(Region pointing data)

⟨

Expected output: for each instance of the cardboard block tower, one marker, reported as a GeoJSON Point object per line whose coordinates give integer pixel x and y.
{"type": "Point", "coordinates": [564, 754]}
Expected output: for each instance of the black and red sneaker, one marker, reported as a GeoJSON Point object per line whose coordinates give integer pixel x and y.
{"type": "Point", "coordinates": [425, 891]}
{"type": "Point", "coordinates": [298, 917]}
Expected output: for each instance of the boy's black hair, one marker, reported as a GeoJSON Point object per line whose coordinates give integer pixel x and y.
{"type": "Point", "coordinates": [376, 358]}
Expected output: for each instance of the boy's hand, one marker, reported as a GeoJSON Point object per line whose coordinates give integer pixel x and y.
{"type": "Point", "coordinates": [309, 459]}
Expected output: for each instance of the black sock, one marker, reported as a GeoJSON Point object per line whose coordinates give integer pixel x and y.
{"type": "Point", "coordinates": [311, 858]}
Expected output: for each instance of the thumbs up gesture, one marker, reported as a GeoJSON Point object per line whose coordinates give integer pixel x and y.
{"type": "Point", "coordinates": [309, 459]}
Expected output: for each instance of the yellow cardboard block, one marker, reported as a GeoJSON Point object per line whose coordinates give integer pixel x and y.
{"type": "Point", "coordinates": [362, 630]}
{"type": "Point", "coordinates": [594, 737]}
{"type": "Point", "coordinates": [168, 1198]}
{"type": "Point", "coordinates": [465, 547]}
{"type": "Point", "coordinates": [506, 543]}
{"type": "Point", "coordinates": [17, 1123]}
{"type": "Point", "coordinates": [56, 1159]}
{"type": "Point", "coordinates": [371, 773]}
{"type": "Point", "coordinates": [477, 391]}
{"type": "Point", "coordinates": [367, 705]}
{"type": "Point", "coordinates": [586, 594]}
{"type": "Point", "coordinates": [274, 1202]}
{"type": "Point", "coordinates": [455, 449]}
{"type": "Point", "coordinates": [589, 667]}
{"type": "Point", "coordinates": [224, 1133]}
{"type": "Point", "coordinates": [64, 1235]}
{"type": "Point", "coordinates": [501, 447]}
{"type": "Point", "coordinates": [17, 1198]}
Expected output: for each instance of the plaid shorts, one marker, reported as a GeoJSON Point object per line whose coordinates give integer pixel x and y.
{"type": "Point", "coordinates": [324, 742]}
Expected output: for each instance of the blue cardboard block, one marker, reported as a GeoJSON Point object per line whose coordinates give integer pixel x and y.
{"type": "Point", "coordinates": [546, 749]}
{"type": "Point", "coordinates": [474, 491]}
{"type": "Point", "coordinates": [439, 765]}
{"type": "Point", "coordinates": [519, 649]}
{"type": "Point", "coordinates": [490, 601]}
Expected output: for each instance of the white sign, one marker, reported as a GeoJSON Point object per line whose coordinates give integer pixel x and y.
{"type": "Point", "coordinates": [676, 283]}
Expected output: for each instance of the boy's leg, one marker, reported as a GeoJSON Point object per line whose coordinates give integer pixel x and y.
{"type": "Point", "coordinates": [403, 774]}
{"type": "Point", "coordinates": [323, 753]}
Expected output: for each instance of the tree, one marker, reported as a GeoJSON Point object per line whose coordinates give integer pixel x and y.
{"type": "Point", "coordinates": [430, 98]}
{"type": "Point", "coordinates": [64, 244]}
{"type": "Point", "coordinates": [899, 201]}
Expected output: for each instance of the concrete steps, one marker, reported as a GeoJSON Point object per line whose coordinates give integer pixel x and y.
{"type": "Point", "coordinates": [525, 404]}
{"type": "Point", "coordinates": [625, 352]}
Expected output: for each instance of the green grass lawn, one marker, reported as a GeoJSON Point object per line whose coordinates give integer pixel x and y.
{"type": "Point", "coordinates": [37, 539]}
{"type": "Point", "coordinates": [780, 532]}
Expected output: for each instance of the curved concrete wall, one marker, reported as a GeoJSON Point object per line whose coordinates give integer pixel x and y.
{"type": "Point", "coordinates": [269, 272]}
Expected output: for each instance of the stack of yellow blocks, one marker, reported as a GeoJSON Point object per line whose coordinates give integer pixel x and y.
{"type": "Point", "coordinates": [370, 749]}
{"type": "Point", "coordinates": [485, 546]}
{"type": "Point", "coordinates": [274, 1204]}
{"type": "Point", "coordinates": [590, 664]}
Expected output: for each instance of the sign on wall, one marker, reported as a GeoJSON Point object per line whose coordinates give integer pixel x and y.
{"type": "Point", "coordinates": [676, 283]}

⟩

All entries above are to be transcribed verbatim.

» **Output**
Expected output: for each instance of the cardboard block tower, one marker, reported as a GeoJSON Point object per line whose coordinates give integer pixel x and y.
{"type": "Point", "coordinates": [564, 754]}
Expected output: for each instance of the black and red sneaker, one marker, reported as a GeoJSON Point object per line whose coordinates give integer pixel x and y.
{"type": "Point", "coordinates": [425, 891]}
{"type": "Point", "coordinates": [298, 917]}
Expected output: for each instance of the boy's black hair, one marker, reported as a GeoJSON Point object per line whose coordinates give integer pixel x and y.
{"type": "Point", "coordinates": [376, 358]}
Expected output: for each instance of the boy's hand, one marker, reported as a GeoJSON Point object per line whose coordinates give integer pixel x and y.
{"type": "Point", "coordinates": [309, 459]}
Expected output: for each instance of the black sock, one marker, reported as a GeoJSON Point object per line whose coordinates give integer pixel x and y.
{"type": "Point", "coordinates": [311, 858]}
Expected output: for each instance of the thumbs up gesture, one marker, reported as a GeoJSON Point object per line whose coordinates give integer pixel x and y.
{"type": "Point", "coordinates": [309, 459]}
Expected output: for each instance of the yellow cardboard block, one marker, reported as a GeoJSON Point object per line whose coordinates give integer pixel x and y.
{"type": "Point", "coordinates": [362, 630]}
{"type": "Point", "coordinates": [594, 737]}
{"type": "Point", "coordinates": [168, 1198]}
{"type": "Point", "coordinates": [465, 547]}
{"type": "Point", "coordinates": [506, 543]}
{"type": "Point", "coordinates": [17, 1123]}
{"type": "Point", "coordinates": [56, 1159]}
{"type": "Point", "coordinates": [371, 773]}
{"type": "Point", "coordinates": [477, 391]}
{"type": "Point", "coordinates": [367, 705]}
{"type": "Point", "coordinates": [586, 594]}
{"type": "Point", "coordinates": [274, 1202]}
{"type": "Point", "coordinates": [455, 449]}
{"type": "Point", "coordinates": [589, 667]}
{"type": "Point", "coordinates": [224, 1133]}
{"type": "Point", "coordinates": [64, 1235]}
{"type": "Point", "coordinates": [501, 447]}
{"type": "Point", "coordinates": [17, 1198]}
Expected output: for each instance of the plaid shorts, one marker, reported as a GeoJSON Point object per line whose coordinates give integer pixel x and y.
{"type": "Point", "coordinates": [324, 742]}
Expected output: for each instance of the blue cardboard block, one marker, reported as a GeoJSON Point object per line whose coordinates give integer pixel x and y.
{"type": "Point", "coordinates": [546, 749]}
{"type": "Point", "coordinates": [474, 491]}
{"type": "Point", "coordinates": [439, 765]}
{"type": "Point", "coordinates": [519, 649]}
{"type": "Point", "coordinates": [490, 601]}
Expected output: for each instance of the white sign, one marker, reported as a GeoJSON Point object per line whose coordinates give integer pixel x and y.
{"type": "Point", "coordinates": [676, 283]}
Expected output: for each instance of the boy's leg, one marker, reported as a GeoJSON Point object per line whose coordinates give integer pixel x and y.
{"type": "Point", "coordinates": [403, 774]}
{"type": "Point", "coordinates": [323, 753]}
Expected output: for each instance of the tree, one marker, reported as a GeoJSON Point object per line whose coordinates give integer pixel x and y.
{"type": "Point", "coordinates": [430, 98]}
{"type": "Point", "coordinates": [64, 244]}
{"type": "Point", "coordinates": [899, 201]}
Expected output: for each instance of the concrete steps, one marker, reported as a GeoJSON Point object per line whose coordinates give integer pixel x and y.
{"type": "Point", "coordinates": [525, 404]}
{"type": "Point", "coordinates": [625, 352]}
Expected output: for each instance of the green grass lawn, one marker, reported as a GeoJSON Point object per line whose coordinates give integer pixel x and y.
{"type": "Point", "coordinates": [37, 539]}
{"type": "Point", "coordinates": [780, 532]}
Expected output: for each instance of the curved concrete wall, one marker, reported as a GeoJSON Point object per line whose coordinates give integer pixel x and y.
{"type": "Point", "coordinates": [269, 272]}
Expected output: for each instance of the stack of yellow blocks, one marker, reported as a GeoJSON Point object per line whose coordinates give integer pixel x and y.
{"type": "Point", "coordinates": [370, 749]}
{"type": "Point", "coordinates": [485, 546]}
{"type": "Point", "coordinates": [274, 1204]}
{"type": "Point", "coordinates": [590, 664]}
Expected output: for each instance of the sign on wall, one marker, reported as a GeoJSON Point object per line whose coordinates give integer pixel x and y.
{"type": "Point", "coordinates": [676, 283]}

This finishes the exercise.